Dataset excerpts
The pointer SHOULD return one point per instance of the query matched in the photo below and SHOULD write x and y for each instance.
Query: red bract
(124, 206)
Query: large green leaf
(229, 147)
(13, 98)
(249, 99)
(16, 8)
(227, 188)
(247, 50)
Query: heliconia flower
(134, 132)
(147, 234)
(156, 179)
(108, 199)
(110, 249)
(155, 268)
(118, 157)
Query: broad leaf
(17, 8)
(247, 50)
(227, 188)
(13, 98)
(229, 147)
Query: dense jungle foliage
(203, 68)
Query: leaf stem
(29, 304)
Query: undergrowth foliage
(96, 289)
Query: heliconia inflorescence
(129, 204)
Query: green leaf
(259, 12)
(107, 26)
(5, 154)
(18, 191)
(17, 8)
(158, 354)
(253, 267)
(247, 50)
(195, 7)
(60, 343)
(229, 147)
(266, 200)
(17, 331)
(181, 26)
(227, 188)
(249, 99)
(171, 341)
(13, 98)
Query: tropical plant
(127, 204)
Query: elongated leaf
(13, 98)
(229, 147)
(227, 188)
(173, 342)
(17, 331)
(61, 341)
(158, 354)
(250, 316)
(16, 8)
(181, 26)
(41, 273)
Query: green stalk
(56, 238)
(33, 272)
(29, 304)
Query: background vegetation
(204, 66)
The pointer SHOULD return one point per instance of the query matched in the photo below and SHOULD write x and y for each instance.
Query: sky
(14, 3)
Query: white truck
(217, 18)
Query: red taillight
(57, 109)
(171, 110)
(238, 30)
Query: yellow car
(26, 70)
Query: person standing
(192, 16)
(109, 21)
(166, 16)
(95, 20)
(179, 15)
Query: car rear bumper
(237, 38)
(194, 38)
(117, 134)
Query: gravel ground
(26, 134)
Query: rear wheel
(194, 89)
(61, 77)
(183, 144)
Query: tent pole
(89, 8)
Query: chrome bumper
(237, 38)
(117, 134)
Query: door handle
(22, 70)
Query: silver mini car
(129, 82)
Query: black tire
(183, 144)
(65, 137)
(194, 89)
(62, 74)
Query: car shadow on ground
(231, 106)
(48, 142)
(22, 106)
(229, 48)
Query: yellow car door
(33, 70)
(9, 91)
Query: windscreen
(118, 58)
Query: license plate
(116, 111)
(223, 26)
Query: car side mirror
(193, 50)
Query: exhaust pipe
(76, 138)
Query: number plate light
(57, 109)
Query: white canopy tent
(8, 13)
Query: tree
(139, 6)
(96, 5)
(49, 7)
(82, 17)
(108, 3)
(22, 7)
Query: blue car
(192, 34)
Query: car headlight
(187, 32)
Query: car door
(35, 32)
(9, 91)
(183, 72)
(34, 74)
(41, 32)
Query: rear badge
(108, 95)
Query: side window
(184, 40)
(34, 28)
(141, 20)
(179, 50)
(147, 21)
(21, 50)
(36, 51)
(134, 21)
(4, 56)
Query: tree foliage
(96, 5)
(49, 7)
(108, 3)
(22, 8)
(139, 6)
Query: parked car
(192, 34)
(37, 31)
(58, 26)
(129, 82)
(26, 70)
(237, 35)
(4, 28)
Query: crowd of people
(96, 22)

Your instructions: Please print out every record exactly as it is written.

Answer space:
The pointer SHOULD return one point per instance of the query matched in the photo below and SHOULD write x and y for each instance.
Query: red bract
(124, 206)
Query: large green leaf
(229, 147)
(13, 98)
(249, 99)
(16, 8)
(227, 188)
(247, 50)
Query: heliconia flower
(134, 132)
(147, 234)
(156, 179)
(108, 199)
(110, 249)
(155, 268)
(118, 157)
Query: broad leaf
(17, 8)
(247, 50)
(227, 188)
(13, 98)
(229, 147)
Query: dense jungle foliage
(203, 68)
Query: leaf stem
(29, 304)
Query: undergrowth foliage
(96, 289)
Query: heliconia inflorescence
(129, 204)
Query: green leaf
(259, 12)
(107, 26)
(5, 154)
(18, 191)
(17, 8)
(158, 354)
(253, 267)
(247, 50)
(195, 7)
(60, 343)
(229, 147)
(266, 200)
(17, 331)
(181, 26)
(227, 188)
(249, 99)
(171, 341)
(13, 98)
Query: tropical plant
(127, 204)
Query: elongated leaf
(13, 98)
(229, 147)
(227, 188)
(173, 342)
(17, 331)
(61, 341)
(158, 354)
(250, 316)
(16, 8)
(181, 26)
(41, 273)
Query: green stalk
(56, 238)
(33, 272)
(29, 304)
Query: background vegetation
(204, 66)
The pointer SHOULD return one point per instance of the query matched in the photo below and SHOULD write x and y for each instance.
Query: sky
(14, 3)
Query: white truck
(217, 18)
Query: red taillight
(57, 109)
(171, 110)
(238, 30)
Query: yellow car
(26, 70)
Query: person standing
(192, 16)
(109, 21)
(166, 16)
(95, 20)
(179, 15)
Query: car rear bumper
(237, 38)
(194, 38)
(117, 134)
Query: gravel ground
(26, 134)
Query: rear wheel
(194, 89)
(61, 77)
(183, 144)
Query: tent pole
(89, 8)
Query: chrome bumper
(237, 38)
(117, 134)
Query: door handle
(22, 70)
Query: silver mini car
(129, 82)
Query: black tire
(183, 144)
(65, 137)
(194, 89)
(62, 74)
Query: car shadow on ground
(231, 106)
(48, 142)
(22, 106)
(229, 48)
Query: yellow car door
(33, 70)
(9, 91)
Query: windscreen
(118, 58)
Query: license plate
(116, 111)
(223, 26)
Query: car side mirror
(193, 50)
Query: exhaust pipe
(76, 138)
Query: number plate light
(57, 109)
Query: white canopy tent
(8, 13)
Query: tree
(139, 6)
(96, 5)
(49, 7)
(82, 17)
(108, 3)
(22, 7)
Query: blue car
(192, 34)
Query: car headlight
(187, 32)
Query: car door
(35, 32)
(9, 91)
(183, 72)
(34, 74)
(41, 32)
Query: rear badge
(108, 95)
Query: side window
(184, 40)
(34, 28)
(141, 20)
(179, 50)
(147, 21)
(21, 50)
(36, 51)
(134, 21)
(4, 56)
Query: tree foliage
(96, 5)
(49, 7)
(108, 3)
(22, 8)
(139, 6)
Query: parked car
(192, 34)
(37, 31)
(58, 26)
(129, 82)
(26, 70)
(237, 35)
(4, 28)
Query: crowd of people
(96, 22)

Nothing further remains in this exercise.